[Trecho para leitura]
Menos é mais

Minimalismo retorna como opção ao frenesi consumista

Adeptos do movimento que prega viver com o essencial se dizem mais felizes depois que reduziram a importância do ‘ter’

Por Da Redação
Publicado em 24 de setembro de 2017 | 03:00
 
 
O marido, Héberson, e os filhos – Isabela, 15, Eduardo, 14, e Mateus, 11 – da empresária Karin Acioli, 37, foram “fisgados" pelo minimalismo Foto: Douglas Magno

Boa parte da vida da empresária Karin Acioli foi resumida nas mudanças de cidade em cidade. A jornada começou em Curitiba, há nove anos, e terminou em Belo Horizonte, quando a família se estabeleceu. Mas a cada nova casa, Karin repensava a necessidade de levar consigo roupas, objetos e móveis. O resultado foi que, em cada parada, mais coisas ficavam para trás, e isso produzia nela um efeito de leveza e satisfação. “Eu estava cansada de abrir as caixas, ver tudo e não conseguir aproveitar. A cada cidade, saía um peso de mim quando eu percebia a quantidade de coisas que não tinha que levar”, relembra Karin, hoje uma adepta declarada do “novo” movimento minimalista.

Atualmente, a ideia de que “menos é mais” ganha força entre as pessoas cansadas do frenesi consumista da vida moderna. Mas a origem do minimalismo é mais antiga, nasceu de uma série de movimentos artísticos, culturais e científicos que percorreram diversos momentos do século XX, especialmente os anos 60, tendo como base o uso de poucos elementos como base de expressão.

Na prática, hoje, o minimalismo representa-se nas pessoas que decidiram viver apenas com o que consideram suficiente, deixando os excessos de lado. Essa forma de viver mudou a vida da família de Karin. Os filhos – Isabela, 15, Eduardo, 14, e Mateus, 11 – passaram a ser criados com princípios minimalistas. O marido, Héberson, 42, também entrou no ritmo.

“Começou com roupas e brinquedos: a cada novo que eles ganhavam, tinham que ir ao quarto e procurar um parecido para a doação”, lembra. “Tento fazer com que eles adotem esse hábito em todos os ambientes da vida. Seja com os móveis dentro de casa – temos uma vida confortável e de qualidade, sem excessos – até a necessidade de comprar determinada coisa”, explica Karen.

O curioso, no entanto, é que a empresária não conhecia o termo até poucos meses atrás. Foi quando fez o curso de personal organizer – profissional que ajuda a organizar todos os aspectos da vida de uma pessoa – que descobriu o conceito minimalista. “Eu me divirto quando lembro porque já era e não sabia como nomear”, garante.

Mas engana-se quem pensa que viver apenas com o suficiente é fazer voto de pobreza. Os adeptos afirmam que trata-se de dar menos importância para o material, abrindo espaço para o que realmente importa.

[Tarefas]
- 1) Liste os nomes dos familiares de Karin Acioli mencionados no texto sobre minimalismo.
- 2) Retome o texto sobre minimalismo a partir de onde ele para.

[Registros extraídos]
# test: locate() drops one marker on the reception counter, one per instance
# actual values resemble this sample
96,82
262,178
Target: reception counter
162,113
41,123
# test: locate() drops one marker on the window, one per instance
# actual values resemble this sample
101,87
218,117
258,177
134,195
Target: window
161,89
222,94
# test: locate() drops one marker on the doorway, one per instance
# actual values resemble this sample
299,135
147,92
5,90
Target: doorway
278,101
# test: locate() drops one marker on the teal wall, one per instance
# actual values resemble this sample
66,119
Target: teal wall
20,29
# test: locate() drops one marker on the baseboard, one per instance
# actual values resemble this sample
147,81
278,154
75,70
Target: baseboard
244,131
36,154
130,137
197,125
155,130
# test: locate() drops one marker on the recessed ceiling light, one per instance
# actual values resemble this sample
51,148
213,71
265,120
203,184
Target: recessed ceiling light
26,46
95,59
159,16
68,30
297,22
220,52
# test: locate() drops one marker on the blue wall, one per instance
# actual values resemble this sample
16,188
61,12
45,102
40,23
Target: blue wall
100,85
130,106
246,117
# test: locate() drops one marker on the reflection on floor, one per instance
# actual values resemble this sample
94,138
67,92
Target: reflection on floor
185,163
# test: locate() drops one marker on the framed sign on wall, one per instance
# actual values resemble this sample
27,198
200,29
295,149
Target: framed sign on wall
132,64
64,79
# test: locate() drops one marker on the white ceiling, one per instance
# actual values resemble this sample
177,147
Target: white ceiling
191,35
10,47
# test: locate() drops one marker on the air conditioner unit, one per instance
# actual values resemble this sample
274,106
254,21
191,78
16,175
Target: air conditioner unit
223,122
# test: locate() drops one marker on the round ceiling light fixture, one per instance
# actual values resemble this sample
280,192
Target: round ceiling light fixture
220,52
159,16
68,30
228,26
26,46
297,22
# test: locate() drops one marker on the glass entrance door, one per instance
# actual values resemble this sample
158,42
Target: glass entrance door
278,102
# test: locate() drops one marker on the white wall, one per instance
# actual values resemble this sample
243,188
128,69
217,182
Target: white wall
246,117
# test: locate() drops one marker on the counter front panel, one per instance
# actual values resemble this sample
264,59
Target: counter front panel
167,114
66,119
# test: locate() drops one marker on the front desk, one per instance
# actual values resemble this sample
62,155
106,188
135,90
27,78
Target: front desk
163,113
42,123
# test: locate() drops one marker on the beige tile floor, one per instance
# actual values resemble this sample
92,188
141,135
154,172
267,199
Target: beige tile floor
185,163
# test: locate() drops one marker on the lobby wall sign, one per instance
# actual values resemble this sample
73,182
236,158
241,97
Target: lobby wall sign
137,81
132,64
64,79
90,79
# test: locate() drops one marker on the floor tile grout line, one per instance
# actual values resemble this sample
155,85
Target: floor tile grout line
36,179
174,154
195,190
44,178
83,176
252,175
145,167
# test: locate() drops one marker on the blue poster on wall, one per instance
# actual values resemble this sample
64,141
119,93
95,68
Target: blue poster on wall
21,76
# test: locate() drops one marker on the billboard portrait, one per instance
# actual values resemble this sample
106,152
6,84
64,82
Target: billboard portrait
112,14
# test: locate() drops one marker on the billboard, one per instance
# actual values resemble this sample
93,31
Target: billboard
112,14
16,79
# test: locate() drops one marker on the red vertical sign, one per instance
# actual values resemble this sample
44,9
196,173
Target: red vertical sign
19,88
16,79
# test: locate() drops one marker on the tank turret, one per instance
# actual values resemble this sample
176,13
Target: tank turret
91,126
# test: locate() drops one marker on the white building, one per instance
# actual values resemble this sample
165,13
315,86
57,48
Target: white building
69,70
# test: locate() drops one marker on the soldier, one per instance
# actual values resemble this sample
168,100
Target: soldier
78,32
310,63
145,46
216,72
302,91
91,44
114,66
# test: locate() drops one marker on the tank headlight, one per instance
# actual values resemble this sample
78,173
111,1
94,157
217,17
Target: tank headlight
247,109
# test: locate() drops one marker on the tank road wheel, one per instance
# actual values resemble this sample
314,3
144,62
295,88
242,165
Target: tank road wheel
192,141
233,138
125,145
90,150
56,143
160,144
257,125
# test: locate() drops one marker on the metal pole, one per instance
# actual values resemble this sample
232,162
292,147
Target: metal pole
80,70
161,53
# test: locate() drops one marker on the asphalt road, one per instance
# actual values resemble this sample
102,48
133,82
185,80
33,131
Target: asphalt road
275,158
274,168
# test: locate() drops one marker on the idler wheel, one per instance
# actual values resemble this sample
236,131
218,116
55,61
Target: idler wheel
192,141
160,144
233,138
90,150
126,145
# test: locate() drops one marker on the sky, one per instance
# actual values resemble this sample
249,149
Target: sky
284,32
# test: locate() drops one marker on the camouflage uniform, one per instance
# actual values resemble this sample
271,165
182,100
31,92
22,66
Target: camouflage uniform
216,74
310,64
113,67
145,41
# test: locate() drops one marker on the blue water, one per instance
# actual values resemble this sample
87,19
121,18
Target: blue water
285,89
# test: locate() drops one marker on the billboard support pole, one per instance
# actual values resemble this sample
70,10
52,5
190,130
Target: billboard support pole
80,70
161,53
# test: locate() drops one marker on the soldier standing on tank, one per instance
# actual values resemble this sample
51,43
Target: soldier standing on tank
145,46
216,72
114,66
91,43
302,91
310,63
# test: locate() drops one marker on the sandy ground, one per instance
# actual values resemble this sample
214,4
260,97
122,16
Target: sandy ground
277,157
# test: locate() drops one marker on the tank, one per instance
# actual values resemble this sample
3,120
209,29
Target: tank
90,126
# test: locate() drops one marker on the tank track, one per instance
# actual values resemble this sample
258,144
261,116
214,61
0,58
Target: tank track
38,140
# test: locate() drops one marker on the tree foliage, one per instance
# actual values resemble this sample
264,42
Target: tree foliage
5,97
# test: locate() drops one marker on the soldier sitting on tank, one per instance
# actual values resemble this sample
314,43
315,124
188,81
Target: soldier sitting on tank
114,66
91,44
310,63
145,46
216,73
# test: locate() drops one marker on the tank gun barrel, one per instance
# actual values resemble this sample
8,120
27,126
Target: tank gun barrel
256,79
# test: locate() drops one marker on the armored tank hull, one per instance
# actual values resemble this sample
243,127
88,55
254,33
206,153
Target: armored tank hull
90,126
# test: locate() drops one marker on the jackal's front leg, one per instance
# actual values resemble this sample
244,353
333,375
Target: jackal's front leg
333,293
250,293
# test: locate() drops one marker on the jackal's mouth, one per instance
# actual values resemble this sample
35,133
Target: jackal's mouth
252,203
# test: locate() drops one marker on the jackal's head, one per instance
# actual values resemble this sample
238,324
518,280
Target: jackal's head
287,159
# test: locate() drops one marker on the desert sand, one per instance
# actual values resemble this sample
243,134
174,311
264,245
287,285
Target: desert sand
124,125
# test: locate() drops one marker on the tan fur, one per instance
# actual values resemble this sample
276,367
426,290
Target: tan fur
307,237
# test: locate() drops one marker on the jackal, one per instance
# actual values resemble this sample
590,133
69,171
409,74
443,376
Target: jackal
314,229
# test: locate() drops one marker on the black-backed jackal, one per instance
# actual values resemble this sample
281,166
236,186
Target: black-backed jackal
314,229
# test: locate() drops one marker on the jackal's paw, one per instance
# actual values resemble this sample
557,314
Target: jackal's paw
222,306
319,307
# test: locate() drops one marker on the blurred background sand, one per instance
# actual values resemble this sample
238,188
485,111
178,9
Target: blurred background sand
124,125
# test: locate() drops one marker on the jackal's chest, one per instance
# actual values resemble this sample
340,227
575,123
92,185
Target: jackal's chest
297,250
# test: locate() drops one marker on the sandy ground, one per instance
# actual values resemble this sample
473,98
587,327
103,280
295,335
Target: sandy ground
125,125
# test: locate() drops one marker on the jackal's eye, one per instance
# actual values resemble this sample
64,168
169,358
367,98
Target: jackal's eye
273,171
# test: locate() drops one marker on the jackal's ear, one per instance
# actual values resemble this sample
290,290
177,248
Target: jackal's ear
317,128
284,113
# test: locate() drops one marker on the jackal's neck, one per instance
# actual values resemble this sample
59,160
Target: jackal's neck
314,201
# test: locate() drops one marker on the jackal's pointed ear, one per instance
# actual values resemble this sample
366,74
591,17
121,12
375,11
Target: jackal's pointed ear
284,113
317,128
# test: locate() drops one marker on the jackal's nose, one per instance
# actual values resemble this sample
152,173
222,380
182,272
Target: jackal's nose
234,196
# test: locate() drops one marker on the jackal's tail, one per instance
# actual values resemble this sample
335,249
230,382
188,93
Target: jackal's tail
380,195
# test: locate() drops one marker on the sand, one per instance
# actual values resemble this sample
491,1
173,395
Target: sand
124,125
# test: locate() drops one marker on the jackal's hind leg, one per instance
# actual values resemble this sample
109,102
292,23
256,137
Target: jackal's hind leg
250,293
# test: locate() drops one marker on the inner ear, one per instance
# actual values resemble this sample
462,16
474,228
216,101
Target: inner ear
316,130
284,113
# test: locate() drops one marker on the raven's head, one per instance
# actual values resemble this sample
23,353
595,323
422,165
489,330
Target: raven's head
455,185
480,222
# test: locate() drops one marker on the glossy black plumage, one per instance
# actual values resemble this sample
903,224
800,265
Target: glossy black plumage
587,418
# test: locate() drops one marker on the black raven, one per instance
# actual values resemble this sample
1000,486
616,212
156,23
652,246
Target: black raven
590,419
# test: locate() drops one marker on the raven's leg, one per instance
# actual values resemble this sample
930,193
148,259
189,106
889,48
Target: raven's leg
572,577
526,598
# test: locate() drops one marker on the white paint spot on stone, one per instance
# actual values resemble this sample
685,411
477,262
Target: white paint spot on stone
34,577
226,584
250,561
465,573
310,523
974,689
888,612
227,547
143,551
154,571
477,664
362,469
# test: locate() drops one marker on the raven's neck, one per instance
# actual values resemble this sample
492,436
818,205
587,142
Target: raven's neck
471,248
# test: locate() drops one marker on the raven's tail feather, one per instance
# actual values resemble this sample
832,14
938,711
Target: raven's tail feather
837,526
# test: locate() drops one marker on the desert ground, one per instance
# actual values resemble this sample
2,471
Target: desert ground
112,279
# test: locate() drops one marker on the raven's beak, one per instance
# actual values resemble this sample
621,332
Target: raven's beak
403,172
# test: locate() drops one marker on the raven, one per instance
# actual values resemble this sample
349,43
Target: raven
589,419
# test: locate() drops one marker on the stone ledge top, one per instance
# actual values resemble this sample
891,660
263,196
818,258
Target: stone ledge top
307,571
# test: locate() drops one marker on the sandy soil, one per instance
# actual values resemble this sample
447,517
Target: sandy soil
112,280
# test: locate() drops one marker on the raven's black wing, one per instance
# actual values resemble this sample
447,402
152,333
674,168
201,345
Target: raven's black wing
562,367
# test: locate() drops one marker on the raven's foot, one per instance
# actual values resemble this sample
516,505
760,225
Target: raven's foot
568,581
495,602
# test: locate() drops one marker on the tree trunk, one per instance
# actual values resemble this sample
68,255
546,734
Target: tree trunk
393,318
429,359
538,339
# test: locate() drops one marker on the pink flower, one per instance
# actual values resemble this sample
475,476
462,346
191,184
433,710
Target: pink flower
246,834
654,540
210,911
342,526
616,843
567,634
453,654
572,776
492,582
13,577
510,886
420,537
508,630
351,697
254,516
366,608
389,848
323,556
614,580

[Respostas por tarefa]
- 1) Héberson, Isabela, Eduardo e Mateus.

- 2)
No caso da representante comercial Andressa Forzza, 42, foi a crise financeira que a fez viver com menos. Ela chegou a ter sete lojas de informática até a derrocada da economia nacional. “Era do interior, em Ubá, e estava acostumada a ter empregada e funcionários. As pessoas levavam roupas e joias à loja para que eu pudesse escolher”, diz.

A ruptura aconteceu quando Andressa se mudou para a capital mineira, em 2013. “Eu quase fali, e isso me deu um baque, me fez colocar o pé no chão. Abri mão de empregada, cartão de crédito, mordomia. Qualidade de vida faz parte do meu mundo, mas o luxo, não”, afirma.

A representante comercial conheceu o termo minimalismo por meio de uma amiga. “Foi como se meus olhos se abrissem. Passei a pesquisar sobre isso e me identifiquei com cada linha que eu lia. Me apaixonei pelo minimalismo a tal ponto que, sempre que posso, quero transmiti-lo às pessoas a minha volta”, diz.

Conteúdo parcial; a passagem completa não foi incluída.